**RECORDED DATA:**
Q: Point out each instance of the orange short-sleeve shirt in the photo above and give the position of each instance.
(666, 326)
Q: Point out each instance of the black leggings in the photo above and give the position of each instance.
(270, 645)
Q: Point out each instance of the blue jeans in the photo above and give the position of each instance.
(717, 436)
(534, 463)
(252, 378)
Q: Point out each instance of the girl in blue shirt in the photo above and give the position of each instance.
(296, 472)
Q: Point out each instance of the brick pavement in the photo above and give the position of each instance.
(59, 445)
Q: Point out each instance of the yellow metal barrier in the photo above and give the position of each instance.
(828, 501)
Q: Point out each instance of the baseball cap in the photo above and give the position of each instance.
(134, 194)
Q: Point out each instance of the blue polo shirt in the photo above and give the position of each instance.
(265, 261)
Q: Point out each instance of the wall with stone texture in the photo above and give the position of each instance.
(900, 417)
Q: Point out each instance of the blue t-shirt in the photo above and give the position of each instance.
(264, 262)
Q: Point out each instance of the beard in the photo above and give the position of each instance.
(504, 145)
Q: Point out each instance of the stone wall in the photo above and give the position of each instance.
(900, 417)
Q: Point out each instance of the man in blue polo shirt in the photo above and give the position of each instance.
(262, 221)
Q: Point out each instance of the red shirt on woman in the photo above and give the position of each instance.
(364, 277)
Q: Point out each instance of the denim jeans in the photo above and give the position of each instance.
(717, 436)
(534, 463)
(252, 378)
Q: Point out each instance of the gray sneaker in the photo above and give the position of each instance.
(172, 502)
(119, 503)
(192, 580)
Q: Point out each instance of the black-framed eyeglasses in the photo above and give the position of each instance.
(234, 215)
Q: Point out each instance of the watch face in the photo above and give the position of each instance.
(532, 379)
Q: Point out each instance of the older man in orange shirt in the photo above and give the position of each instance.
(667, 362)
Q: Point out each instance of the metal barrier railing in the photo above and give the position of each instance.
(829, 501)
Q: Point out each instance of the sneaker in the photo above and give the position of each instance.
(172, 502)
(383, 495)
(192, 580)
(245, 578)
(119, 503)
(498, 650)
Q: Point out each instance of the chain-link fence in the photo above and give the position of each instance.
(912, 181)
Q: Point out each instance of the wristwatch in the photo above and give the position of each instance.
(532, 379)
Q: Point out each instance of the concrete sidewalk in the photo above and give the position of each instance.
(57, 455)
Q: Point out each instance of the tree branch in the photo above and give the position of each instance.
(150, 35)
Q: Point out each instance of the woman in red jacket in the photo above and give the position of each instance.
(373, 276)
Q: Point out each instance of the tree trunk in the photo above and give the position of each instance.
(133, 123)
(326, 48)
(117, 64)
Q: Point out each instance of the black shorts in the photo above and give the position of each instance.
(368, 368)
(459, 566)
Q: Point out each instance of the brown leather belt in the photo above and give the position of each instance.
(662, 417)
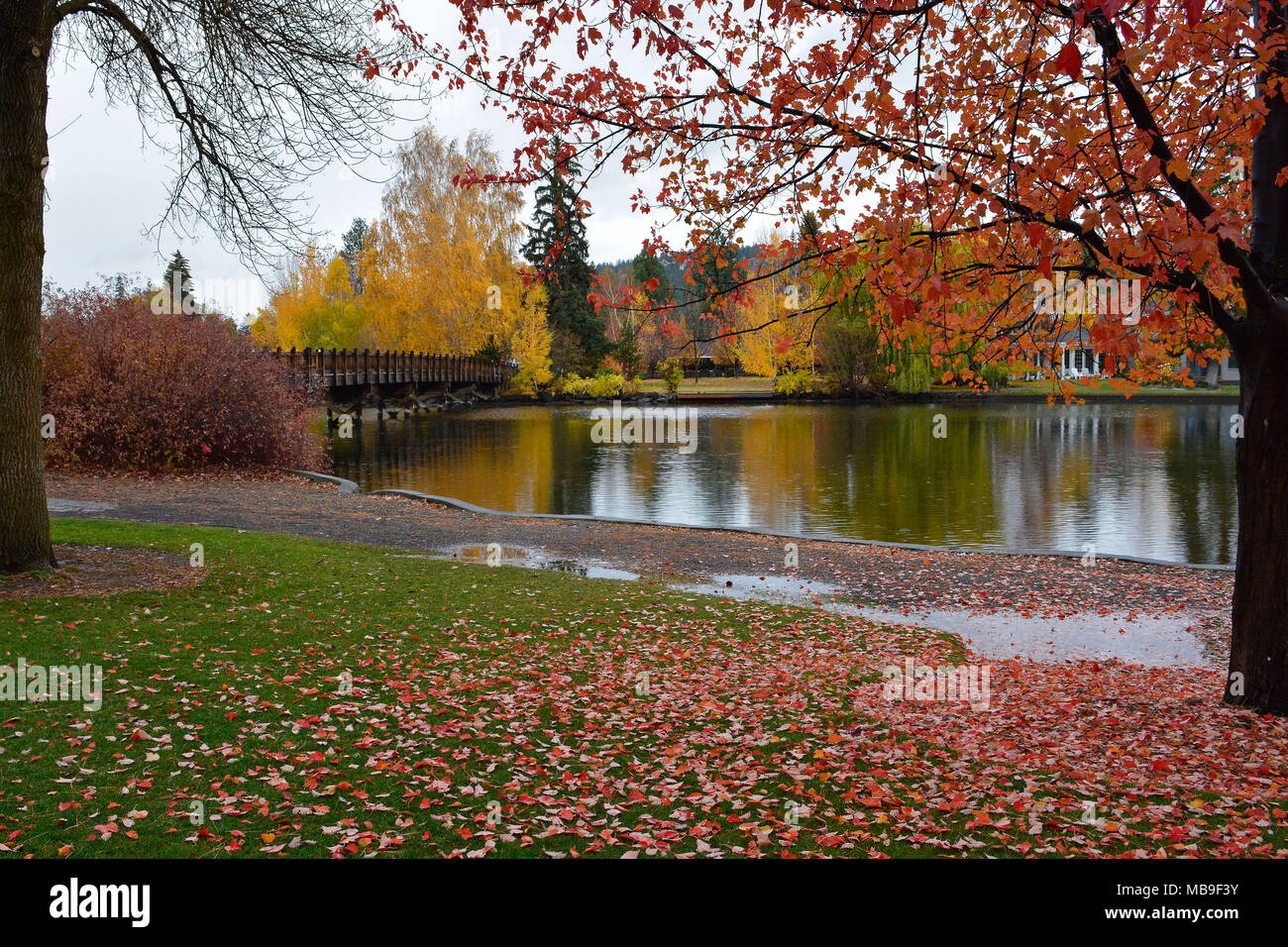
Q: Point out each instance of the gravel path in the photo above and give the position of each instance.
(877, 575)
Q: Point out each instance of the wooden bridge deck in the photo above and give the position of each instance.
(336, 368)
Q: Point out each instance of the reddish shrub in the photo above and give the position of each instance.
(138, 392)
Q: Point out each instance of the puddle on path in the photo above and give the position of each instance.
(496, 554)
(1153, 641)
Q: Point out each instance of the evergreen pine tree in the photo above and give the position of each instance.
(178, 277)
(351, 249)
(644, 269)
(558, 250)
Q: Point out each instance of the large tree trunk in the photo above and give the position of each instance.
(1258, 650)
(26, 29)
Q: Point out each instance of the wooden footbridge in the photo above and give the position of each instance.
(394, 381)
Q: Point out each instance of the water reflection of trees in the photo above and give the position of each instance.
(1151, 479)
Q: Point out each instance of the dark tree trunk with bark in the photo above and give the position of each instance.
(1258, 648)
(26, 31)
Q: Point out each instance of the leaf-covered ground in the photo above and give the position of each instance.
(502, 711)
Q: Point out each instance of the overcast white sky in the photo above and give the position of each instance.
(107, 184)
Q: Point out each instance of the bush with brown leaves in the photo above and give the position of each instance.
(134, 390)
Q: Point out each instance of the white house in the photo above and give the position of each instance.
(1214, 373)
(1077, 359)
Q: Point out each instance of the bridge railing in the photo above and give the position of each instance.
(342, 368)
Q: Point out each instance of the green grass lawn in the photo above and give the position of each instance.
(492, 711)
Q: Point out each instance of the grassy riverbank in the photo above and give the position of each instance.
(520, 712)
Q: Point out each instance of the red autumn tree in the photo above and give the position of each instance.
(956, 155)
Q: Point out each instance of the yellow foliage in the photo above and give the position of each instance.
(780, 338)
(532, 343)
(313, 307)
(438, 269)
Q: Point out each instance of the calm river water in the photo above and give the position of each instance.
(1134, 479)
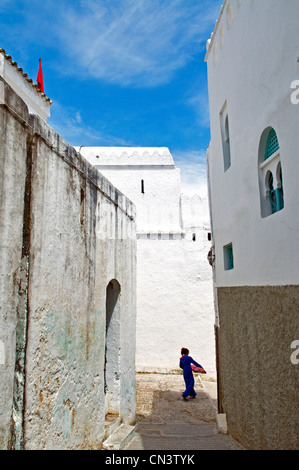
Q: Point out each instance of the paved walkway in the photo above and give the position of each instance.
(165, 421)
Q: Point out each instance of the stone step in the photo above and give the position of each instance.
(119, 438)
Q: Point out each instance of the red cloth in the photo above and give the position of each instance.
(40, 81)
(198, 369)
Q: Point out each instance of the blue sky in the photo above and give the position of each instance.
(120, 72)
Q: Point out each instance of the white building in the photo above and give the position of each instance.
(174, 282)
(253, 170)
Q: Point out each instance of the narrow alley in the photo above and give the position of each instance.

**PROBLEM TO WORK ON:** Would you set down the listing exactly, omitting pictures?

**ANSWER TO THIS TASK:**
Q: Point out each instance of the orange short-sleeve shirt in the photo above and give the position of each instance.
(666, 326)
Q: Point out each instance of the black leggings in the photo above and give the position of each instance.
(270, 645)
Q: Point out each instance of the blue jeans in the photo above and give the position of each instance.
(717, 436)
(534, 463)
(252, 378)
Q: Point out each instance of the girl in blue shirt in the photo above and give the position of each instance.
(296, 472)
Q: Point out each instance of the brick pavement in the photo above and give the position of each instance.
(59, 445)
Q: Point out each instance of the yellow metal barrier in the photo above and give the position of each instance.
(828, 501)
Q: Point out each instance of the baseball cap in the photo above and give the position of each instance.
(134, 194)
Q: Point out each instance of the blue polo shirt in the photo above and give the position of each instance.
(265, 261)
Q: Point out each instance of the wall with stone texture in the photo above and give the position of each instance.
(900, 417)
Q: Point out each instance of the blue t-shirt in the photo above and give the position of each instance.
(264, 262)
Q: Point out each instance of the beard in the photo above and give the position of each instance.
(504, 145)
Q: Point out each instance of the stone wall in the photo above and give the position of each instance.
(900, 417)
Q: Point out each instance of the man in blue polo shirt in the photo above and give the position of each instance.
(262, 221)
Q: Point out each instance of the red shirt on woman in the photo above and give the position of each instance.
(364, 277)
Q: Point out each instance of the denim jeans in the photo above and give the position of each instance.
(717, 436)
(534, 463)
(252, 378)
Q: Point out each instance of the gray sneaker in the photo above and give the position of each instance.
(172, 502)
(119, 503)
(192, 580)
Q: Point out each instance of the black-framed eyeglasses in the photo above and give the position of each instance.
(234, 215)
Q: Point out each instance of the watch face in the photo above and give the position of each instance.
(532, 379)
Q: Point out each instance of the older man in orange shirt in the photo above and give the position of each instance.
(667, 362)
Q: Point out each instance of the metal barrier railing in the photo above and give the position of each instance.
(829, 501)
Q: Point out each instance of the sneaker in the photo above and give the position of each instance.
(172, 502)
(383, 495)
(192, 580)
(245, 578)
(119, 503)
(498, 650)
Q: Point out each instance of the chain-link fence in the photo above and give the position of each instance.
(912, 181)
Q: Point out each instance of the wristwatch in the photo above and give the position of each instance.
(532, 379)
Q: Point out each instance of the concrete sidewalk in the photo above and give the position of each instance.
(57, 455)
Q: Point out each instance of the tree branch in the photo above and give the position of each instance.
(150, 35)
Q: Point out each instance of the woman in red jacket in the photo above and give the position of each instance.
(373, 276)
Q: Point out each instance of the tree trunk in the photo above and give the position of each instance.
(133, 123)
(326, 48)
(117, 64)
Q: Point out each instance of the black shorts in the photo above and give the position of each instance.
(368, 368)
(459, 566)
Q: Point out each instance of the brown leather belt in the photo above and give the position of each instance.
(662, 417)
Q: Point out each instance of the gravel path in the photo above and give the position of each instance.
(877, 575)
Q: Point out each instance of the wooden bridge deck in the photo above and give the position of each instance.
(336, 368)
Q: Point out each instance of the reddish shrub in the photo above and give the position of each instance.
(138, 392)
Q: Point out each instance of the puddle on path in the photo above and give the position of each instance.
(496, 554)
(1153, 641)
Q: Point out each instance of the evergreen pine tree in the photo above and give the position of each instance.
(178, 277)
(351, 249)
(644, 269)
(558, 250)
Q: Point out each instance of the large tree trunk in the photo above and give the position of each instance.
(1258, 650)
(26, 29)
Q: Point out each instance of the wooden footbridge in the photo above and give the position of each instance.
(394, 381)
Q: Point out each instance of the water reflection of trees in the photo above and give the position of each instance.
(1151, 479)
Q: Point out each instance of the dark tree trunk with bark in the photo above and give the position of each instance.
(1258, 648)
(26, 31)
Q: Point out each instance of the leaf-covered ground in the photo above and give the position of each instance.
(502, 711)
Q: Point out each instance of the overcast white sky in the photo above and give the position of each instance.
(107, 184)
Q: Point out each instance of the bush with brown leaves in the photo above and give the position of each instance.
(134, 390)
Q: Point out each instance of the white house in the photo above and give the position of each instance.
(1214, 373)
(1077, 359)
Q: Point out each instance of the bridge railing in the photo above and give the position of each instance.
(342, 368)
Q: Point out each instance of the green grass lawn in the photo above and give the position of each instance.
(492, 711)
Q: Point out each instance of the grassy riverbank in the photo above and give the position of each instance.
(520, 712)
Q: Point out each instance of the red autumn tree in the photo above and give the position of each instance.
(956, 155)
Q: Point out each instance of the yellow foliage in the photo above and give the position of each instance.
(780, 338)
(532, 343)
(313, 307)
(438, 269)
Q: Point out each instance of the calm river water in the photo above and give the position of each instance.
(1134, 479)
Q: Point out each instance of the paved walkway in the photo above and give the position of each instance.
(165, 421)
Q: Point out each instance of the stone step in the photo above and give the position of each instance.
(119, 438)
Q: Point out each instance of the red cloth in the photo above and give the position of each instance.
(40, 81)
(198, 369)
Q: Point out each instance of the blue sky in the photo above and give the position of each instance.
(120, 72)
Q: Point out each instance of the white building in the photo above and give the position of each instance.
(174, 282)
(253, 170)
Q: Point out each instance of the narrow alley in the photo above and give the position of each instance.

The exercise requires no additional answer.